Directions: Render every line of the data below as a JSON list of strings, with one string per line and blank lines omitted.

Point annotation dataset records:
■ ■ ■ ■

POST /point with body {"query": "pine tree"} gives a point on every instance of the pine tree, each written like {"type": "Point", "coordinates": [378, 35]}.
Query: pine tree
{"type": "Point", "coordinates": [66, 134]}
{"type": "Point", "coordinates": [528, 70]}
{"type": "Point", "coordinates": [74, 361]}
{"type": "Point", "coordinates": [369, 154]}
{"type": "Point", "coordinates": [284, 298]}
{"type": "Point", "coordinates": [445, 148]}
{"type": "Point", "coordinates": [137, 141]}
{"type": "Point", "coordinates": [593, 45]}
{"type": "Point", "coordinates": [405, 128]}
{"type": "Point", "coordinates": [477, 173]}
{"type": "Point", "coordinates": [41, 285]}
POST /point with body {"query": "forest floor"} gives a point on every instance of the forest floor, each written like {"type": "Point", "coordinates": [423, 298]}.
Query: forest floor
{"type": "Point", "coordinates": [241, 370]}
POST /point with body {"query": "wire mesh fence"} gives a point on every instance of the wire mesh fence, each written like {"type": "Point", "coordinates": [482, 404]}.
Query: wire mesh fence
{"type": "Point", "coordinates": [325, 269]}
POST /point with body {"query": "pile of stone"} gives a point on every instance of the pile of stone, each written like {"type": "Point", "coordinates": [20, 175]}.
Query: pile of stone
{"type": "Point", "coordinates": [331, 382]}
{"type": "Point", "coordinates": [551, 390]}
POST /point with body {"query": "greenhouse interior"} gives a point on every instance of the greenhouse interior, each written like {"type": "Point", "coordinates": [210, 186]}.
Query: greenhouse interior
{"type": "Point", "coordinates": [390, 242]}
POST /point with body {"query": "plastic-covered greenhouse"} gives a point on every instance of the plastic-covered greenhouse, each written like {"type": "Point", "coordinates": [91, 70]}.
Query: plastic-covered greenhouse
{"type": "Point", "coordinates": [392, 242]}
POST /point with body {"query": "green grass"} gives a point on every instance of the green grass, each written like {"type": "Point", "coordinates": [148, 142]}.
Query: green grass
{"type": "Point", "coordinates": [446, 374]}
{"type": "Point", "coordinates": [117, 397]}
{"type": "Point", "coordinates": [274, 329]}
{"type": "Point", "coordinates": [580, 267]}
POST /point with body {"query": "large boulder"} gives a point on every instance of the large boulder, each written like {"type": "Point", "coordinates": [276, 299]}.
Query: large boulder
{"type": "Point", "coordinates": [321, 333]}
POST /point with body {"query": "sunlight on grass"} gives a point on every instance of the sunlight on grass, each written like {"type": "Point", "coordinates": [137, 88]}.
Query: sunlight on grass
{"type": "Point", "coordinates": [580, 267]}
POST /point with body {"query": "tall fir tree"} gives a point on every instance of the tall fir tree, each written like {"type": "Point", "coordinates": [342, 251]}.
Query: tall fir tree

■ ■ ■ ■

Reply to the exercise:
[
  "POST /point with body {\"query\": \"pine tree\"} gives a point on every instance of the pine tree, each written like {\"type\": \"Point\", \"coordinates\": [378, 35]}.",
  "Query: pine tree",
  "{\"type\": \"Point\", \"coordinates\": [66, 134]}",
  "{\"type\": \"Point\", \"coordinates\": [528, 70]}",
  "{\"type\": \"Point\", \"coordinates\": [74, 361]}",
  "{\"type\": \"Point\", \"coordinates\": [369, 154]}",
  "{\"type\": \"Point\", \"coordinates\": [284, 298]}",
  "{\"type\": \"Point\", \"coordinates\": [445, 148]}",
  "{\"type\": \"Point\", \"coordinates\": [137, 141]}",
  "{\"type\": \"Point\", \"coordinates\": [593, 45]}",
  "{\"type\": \"Point\", \"coordinates\": [405, 128]}",
  "{\"type\": \"Point\", \"coordinates\": [477, 173]}",
  "{\"type\": \"Point\", \"coordinates\": [41, 285]}",
  "POST /point with body {\"query\": \"forest floor\"} gives a point on every instance of the forest floor, each written like {\"type\": \"Point\", \"coordinates\": [423, 298]}.",
  "Query: forest floor",
  "{\"type\": \"Point\", \"coordinates\": [241, 370]}",
  "POST /point with body {\"query\": \"wire mesh fence\"} gives a point on every instance of the wire mesh fence, each written like {\"type\": \"Point\", \"coordinates\": [482, 404]}.",
  "Query: wire mesh fence",
  "{\"type\": \"Point\", \"coordinates\": [325, 269]}",
  "POST /point with body {\"query\": \"pile of stone\"} gives a point on every instance of the pile of stone, each written like {\"type\": \"Point\", \"coordinates\": [20, 175]}.",
  "Query: pile of stone",
  "{\"type\": \"Point\", \"coordinates\": [331, 382]}",
  "{\"type\": \"Point\", \"coordinates\": [551, 390]}",
  "POST /point with body {\"query\": \"greenhouse interior\"} gives a point on every instance of the greenhouse interior, each written like {\"type\": \"Point\", \"coordinates\": [210, 186]}.",
  "Query: greenhouse interior",
  "{\"type\": \"Point\", \"coordinates\": [390, 242]}",
  "POST /point with body {\"query\": \"plastic-covered greenhouse\"} gives a point on every instance of the plastic-covered greenhouse, each written like {\"type\": \"Point\", \"coordinates\": [91, 70]}.",
  "Query: plastic-covered greenhouse",
  "{\"type\": \"Point\", \"coordinates\": [392, 242]}",
  "POST /point with body {\"query\": \"green grass\"} gives a point on every instance of the green grass, each written like {\"type\": \"Point\", \"coordinates\": [148, 142]}.",
  "Query: green grass",
  "{\"type\": \"Point\", \"coordinates\": [446, 374]}",
  "{\"type\": \"Point\", \"coordinates\": [117, 397]}",
  "{\"type\": \"Point\", \"coordinates\": [274, 329]}",
  "{\"type\": \"Point\", \"coordinates\": [580, 267]}",
  "POST /point with body {\"query\": \"large boulder\"} gives a point on every instance of the large boulder, each written like {\"type\": \"Point\", \"coordinates\": [276, 299]}.",
  "Query: large boulder",
  "{\"type\": \"Point\", \"coordinates\": [321, 333]}",
  "POST /point with body {\"query\": \"sunlight on grass\"} gives a point on every instance of the sunlight on grass, each written like {\"type\": \"Point\", \"coordinates\": [137, 88]}.",
  "Query: sunlight on grass",
  "{\"type\": \"Point\", \"coordinates\": [580, 267]}",
  "POST /point with body {\"query\": \"tall fir tree\"} gives a point on every instance of the tall fir tree, each written like {\"type\": \"Point\", \"coordinates\": [342, 251]}.",
  "Query: tall fir tree"
]